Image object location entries

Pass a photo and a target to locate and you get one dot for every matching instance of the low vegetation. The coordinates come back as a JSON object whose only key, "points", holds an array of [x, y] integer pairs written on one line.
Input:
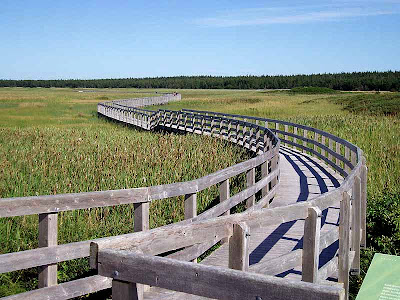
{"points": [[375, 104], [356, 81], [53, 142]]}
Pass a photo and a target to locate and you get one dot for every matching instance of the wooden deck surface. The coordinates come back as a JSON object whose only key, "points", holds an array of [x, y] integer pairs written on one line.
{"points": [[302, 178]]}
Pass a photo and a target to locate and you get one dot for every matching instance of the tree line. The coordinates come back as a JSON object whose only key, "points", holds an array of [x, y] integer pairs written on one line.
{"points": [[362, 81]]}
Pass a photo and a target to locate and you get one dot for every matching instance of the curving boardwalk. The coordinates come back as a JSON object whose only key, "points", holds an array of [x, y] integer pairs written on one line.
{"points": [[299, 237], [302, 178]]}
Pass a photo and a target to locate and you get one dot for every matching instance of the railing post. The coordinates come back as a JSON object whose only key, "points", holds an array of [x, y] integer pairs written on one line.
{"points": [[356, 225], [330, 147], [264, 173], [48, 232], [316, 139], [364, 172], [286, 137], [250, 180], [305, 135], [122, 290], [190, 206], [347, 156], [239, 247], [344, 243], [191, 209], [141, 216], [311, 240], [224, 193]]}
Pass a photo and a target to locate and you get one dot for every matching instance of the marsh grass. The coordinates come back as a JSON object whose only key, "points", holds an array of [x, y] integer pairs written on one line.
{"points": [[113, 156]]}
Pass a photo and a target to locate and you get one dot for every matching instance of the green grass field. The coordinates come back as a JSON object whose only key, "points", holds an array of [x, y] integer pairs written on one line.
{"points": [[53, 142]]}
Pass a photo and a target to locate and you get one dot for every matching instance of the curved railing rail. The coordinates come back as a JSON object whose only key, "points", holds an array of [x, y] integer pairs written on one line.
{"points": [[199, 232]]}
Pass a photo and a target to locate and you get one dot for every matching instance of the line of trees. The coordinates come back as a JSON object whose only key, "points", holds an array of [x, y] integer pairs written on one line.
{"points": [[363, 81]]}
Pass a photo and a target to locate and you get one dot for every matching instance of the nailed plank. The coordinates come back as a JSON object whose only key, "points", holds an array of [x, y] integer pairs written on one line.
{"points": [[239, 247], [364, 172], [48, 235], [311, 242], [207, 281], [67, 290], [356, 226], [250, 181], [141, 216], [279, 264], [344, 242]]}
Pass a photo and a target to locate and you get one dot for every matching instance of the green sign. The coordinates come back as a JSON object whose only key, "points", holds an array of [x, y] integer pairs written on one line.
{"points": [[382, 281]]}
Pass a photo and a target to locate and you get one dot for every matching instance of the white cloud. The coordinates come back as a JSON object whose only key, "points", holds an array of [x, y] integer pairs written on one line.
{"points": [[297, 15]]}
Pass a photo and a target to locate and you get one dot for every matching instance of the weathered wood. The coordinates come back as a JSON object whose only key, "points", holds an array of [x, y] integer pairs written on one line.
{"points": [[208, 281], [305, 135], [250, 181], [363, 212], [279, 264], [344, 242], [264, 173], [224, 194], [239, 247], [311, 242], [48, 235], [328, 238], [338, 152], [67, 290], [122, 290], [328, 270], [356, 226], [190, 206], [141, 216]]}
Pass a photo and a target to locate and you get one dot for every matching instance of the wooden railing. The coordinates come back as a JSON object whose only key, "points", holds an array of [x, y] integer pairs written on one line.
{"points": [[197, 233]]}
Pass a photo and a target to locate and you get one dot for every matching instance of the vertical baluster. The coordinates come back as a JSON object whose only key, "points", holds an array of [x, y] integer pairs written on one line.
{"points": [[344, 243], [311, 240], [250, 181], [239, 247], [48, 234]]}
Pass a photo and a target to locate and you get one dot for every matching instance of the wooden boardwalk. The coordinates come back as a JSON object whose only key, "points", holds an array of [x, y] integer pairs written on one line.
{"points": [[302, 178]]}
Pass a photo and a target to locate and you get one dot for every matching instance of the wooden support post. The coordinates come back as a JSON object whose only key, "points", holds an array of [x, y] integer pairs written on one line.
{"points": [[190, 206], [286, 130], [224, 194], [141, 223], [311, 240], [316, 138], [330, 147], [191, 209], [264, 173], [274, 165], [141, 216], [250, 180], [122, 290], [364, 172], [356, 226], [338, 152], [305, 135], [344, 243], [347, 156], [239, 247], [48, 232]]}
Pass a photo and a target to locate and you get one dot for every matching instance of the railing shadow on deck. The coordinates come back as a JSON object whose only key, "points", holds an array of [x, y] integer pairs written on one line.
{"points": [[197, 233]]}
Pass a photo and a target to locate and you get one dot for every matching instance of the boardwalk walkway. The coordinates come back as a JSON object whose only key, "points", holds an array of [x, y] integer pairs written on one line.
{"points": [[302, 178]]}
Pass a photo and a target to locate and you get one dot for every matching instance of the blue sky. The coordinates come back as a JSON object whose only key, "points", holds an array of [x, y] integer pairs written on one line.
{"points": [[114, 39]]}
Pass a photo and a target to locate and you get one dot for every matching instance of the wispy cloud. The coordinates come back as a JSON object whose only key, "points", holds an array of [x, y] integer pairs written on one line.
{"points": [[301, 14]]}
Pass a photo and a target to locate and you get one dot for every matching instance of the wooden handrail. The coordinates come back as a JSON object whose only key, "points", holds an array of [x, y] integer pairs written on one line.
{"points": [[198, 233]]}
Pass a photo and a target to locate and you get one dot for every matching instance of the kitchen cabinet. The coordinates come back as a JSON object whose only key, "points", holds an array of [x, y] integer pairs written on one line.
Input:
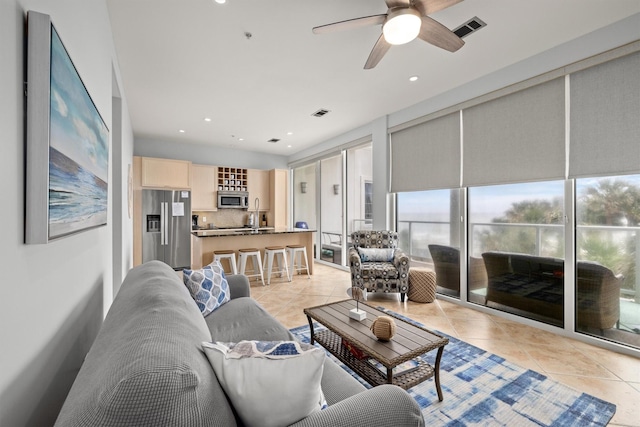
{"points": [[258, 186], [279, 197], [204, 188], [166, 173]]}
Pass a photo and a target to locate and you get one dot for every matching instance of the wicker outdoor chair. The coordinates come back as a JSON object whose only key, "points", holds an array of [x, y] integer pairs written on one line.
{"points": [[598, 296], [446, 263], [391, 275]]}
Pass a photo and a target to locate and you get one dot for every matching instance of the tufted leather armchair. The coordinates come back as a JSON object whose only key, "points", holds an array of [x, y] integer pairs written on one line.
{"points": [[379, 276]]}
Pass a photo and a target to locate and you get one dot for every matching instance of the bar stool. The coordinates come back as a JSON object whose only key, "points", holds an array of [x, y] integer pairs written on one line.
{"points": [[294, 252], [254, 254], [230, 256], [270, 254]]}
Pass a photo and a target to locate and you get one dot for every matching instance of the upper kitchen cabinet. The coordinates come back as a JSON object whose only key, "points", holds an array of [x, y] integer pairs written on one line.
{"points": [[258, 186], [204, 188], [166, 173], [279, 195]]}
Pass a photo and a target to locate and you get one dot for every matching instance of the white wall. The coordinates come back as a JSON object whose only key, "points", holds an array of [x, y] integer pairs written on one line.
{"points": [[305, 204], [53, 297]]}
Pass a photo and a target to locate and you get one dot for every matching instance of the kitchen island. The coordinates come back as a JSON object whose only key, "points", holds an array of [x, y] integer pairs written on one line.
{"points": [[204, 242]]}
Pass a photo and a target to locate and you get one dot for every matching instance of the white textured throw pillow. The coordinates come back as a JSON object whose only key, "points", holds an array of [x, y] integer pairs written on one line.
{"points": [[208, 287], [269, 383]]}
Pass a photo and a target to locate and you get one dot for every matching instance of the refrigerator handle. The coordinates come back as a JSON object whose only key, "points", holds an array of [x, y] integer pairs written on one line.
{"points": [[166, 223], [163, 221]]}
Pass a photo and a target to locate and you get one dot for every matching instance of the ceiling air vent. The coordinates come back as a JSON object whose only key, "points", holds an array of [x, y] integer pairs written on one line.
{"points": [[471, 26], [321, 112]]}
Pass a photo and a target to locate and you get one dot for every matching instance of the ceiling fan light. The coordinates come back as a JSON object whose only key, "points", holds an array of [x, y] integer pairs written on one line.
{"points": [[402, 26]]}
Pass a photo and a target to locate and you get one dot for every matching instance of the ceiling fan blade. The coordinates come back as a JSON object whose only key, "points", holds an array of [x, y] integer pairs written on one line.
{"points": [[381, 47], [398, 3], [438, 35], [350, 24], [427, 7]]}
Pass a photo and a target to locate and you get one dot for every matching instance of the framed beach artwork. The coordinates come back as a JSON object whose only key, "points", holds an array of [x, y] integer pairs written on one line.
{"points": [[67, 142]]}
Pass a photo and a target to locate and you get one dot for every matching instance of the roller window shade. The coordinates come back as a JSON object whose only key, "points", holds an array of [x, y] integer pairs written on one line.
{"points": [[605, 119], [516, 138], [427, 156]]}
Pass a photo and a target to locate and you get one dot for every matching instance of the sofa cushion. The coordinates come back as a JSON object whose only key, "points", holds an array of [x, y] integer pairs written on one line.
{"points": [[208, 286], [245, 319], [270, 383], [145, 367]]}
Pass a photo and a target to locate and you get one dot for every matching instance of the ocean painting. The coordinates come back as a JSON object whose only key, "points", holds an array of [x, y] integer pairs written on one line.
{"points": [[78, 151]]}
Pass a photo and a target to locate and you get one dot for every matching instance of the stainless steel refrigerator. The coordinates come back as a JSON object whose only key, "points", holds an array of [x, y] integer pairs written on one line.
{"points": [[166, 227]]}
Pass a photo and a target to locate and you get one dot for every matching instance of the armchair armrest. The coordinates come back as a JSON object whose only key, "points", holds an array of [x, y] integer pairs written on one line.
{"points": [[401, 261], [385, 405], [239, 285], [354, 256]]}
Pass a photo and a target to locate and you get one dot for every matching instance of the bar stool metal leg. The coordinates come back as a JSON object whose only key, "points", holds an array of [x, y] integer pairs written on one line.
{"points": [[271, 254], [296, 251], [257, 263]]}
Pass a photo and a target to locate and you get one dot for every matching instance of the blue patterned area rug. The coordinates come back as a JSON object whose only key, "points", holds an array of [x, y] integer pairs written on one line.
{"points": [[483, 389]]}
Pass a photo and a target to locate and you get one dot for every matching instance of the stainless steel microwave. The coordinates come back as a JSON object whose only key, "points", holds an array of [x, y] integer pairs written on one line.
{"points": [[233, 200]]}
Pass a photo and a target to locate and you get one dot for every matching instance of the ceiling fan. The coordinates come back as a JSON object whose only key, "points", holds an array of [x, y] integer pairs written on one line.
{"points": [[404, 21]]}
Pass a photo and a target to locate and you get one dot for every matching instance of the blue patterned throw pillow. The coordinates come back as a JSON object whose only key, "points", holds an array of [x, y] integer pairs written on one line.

SHORT PROBLEM:
Each line from the one with "bar stool metal" through the last line of the records must be written out word for word. Include nothing else.

THE RESPONSE:
Pass a photo and a target to locate and you get one dot for every matching instance of the bar stool metal leg. The coordinates come back as a JSON object whose only key, "points", holds an array of [x, y] integer pairs written on one line.
{"points": [[271, 254], [296, 251], [257, 263]]}
Pass a photo and a target to locate and you get one dot for every matching instance of the blue patterned area rug. The coordinates come back as a JSON object whose only key, "points", holds an array of [x, y] integer pairs written on one line.
{"points": [[483, 389]]}
Pass a photo and a target to locate and you get one dot for every matching instance of the stainless steel microwave. The coordinates come back as a JSON object whose only key, "points", holds an array of [x, y] integer pairs written on one line.
{"points": [[233, 200]]}
Pass a photo and a target to locate and you get one dot for every matching instance of the ceiling fan. The coordinates come back as a JSON object whose only key, "points", holds an array of [x, y] integer pairs written on one line.
{"points": [[404, 21]]}
Pass a photo and a target to locate and you get one dot for every matching instance of the blue patterned throw pillow. The coordinates come back as a JSON object whose only key, "points", holds an array of [x, y] integer pairs written on one line.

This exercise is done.